* Data for this task *
[Start of Attachment]

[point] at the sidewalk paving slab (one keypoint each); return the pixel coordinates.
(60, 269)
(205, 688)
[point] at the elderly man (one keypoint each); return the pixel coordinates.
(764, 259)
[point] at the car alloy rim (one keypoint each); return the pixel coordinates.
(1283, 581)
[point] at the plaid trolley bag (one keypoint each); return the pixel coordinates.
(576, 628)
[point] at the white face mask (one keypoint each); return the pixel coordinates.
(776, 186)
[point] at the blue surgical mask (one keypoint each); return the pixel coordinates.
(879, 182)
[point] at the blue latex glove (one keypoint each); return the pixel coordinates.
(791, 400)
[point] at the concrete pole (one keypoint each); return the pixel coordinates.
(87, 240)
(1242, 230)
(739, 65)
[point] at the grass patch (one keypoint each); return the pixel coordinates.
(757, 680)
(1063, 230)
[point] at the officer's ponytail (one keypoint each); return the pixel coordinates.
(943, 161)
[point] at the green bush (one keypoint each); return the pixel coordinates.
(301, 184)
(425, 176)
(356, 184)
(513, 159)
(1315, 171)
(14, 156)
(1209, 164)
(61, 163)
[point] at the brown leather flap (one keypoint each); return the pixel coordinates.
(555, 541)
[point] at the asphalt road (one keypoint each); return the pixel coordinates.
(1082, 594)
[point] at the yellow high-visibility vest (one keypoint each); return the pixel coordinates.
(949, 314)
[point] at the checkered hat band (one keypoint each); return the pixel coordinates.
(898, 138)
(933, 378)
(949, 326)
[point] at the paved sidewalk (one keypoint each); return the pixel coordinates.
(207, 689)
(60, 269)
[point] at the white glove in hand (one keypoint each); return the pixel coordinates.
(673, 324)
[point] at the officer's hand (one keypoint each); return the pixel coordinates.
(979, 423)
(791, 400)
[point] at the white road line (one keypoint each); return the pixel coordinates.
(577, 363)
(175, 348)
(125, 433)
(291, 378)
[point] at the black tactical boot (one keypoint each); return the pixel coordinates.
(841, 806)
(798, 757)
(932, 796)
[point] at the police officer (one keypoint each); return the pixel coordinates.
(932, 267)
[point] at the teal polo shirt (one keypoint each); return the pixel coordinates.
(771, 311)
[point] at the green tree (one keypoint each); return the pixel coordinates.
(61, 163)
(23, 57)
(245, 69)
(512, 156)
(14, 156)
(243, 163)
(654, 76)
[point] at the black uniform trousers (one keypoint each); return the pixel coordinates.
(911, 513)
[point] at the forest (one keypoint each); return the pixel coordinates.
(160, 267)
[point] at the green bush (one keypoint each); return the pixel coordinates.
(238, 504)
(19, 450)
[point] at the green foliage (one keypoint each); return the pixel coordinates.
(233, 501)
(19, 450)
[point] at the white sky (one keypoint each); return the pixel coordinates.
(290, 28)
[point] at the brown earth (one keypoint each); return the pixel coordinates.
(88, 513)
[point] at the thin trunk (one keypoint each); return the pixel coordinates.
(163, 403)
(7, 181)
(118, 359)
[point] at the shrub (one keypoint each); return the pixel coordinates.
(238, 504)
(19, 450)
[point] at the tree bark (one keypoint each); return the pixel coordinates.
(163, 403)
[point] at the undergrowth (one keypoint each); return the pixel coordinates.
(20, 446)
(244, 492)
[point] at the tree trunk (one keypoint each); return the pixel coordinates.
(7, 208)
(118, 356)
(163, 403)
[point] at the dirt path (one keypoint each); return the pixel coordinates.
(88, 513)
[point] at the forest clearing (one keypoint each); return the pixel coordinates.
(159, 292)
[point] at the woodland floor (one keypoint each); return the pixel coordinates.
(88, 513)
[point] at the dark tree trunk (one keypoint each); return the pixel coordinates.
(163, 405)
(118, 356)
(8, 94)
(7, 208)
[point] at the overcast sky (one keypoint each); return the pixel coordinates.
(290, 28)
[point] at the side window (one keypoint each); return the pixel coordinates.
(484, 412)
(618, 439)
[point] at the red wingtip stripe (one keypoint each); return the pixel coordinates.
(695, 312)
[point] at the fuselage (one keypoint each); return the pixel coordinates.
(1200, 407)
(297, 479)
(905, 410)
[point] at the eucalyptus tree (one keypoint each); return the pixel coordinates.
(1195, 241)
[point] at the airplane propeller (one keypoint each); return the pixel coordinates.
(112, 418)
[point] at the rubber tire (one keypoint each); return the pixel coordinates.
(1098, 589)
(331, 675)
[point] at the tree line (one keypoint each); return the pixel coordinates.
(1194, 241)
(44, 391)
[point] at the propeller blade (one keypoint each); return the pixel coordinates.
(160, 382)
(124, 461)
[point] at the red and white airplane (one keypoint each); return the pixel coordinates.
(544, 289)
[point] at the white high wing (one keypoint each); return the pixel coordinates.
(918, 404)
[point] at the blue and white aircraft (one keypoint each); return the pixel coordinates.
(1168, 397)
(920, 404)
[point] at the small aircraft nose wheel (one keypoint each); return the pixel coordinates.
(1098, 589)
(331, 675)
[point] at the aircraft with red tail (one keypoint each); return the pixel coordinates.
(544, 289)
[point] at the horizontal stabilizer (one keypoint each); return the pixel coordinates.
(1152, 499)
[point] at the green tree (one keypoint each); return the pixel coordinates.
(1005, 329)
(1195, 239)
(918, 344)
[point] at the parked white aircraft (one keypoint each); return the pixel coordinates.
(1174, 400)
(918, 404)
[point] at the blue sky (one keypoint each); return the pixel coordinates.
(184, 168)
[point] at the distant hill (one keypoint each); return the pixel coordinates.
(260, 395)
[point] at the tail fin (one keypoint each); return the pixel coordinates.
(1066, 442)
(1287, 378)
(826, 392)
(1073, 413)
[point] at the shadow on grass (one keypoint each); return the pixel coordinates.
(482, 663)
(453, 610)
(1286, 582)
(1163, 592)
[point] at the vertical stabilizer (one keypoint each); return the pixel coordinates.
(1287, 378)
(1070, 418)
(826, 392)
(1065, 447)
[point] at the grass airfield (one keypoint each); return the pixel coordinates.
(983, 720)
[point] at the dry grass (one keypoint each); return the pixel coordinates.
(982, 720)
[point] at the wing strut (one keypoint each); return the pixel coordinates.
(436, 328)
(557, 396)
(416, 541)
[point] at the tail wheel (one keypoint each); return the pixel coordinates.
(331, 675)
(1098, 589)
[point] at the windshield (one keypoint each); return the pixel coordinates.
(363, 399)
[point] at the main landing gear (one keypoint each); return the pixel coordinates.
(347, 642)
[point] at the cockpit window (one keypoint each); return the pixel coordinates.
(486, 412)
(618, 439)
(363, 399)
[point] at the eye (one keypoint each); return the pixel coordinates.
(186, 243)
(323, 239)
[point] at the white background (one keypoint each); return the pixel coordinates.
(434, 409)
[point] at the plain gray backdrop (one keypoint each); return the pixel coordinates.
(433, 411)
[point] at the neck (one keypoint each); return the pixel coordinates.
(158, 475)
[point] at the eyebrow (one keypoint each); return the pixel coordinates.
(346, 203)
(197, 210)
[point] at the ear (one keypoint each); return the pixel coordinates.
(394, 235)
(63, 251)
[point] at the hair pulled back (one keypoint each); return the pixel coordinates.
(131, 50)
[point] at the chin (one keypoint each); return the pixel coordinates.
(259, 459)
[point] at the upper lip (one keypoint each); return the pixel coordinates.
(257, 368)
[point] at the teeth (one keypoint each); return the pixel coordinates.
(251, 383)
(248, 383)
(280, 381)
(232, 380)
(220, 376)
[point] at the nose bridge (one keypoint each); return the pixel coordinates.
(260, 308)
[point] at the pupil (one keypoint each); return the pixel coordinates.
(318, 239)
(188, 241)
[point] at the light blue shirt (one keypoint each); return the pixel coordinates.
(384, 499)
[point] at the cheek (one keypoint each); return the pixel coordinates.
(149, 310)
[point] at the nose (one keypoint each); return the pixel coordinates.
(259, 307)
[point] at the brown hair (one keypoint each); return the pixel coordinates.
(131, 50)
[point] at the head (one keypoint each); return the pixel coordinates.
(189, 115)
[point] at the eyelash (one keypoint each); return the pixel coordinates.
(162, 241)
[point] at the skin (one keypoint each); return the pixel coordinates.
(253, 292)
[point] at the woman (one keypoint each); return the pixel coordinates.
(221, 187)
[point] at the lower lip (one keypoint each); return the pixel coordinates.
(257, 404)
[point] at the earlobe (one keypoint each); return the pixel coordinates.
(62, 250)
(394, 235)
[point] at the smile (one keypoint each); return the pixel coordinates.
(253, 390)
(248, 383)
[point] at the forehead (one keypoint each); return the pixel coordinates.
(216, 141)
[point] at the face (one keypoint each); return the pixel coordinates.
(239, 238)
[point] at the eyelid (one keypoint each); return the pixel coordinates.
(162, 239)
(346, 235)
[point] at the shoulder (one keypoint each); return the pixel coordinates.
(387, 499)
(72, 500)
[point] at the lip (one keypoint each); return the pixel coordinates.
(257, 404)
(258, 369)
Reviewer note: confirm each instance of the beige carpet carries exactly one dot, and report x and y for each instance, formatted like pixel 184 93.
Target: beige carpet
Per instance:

[End of Attachment]

* Task details *
Search the entries for the string "beige" and return each line where it turns up.

* Result for this exercise *
Reviewer note: confirm each instance of the beige carpet carries exactly one dot, and report x and y for each instance, formatted like pixel 184 93.
Target: beige carpet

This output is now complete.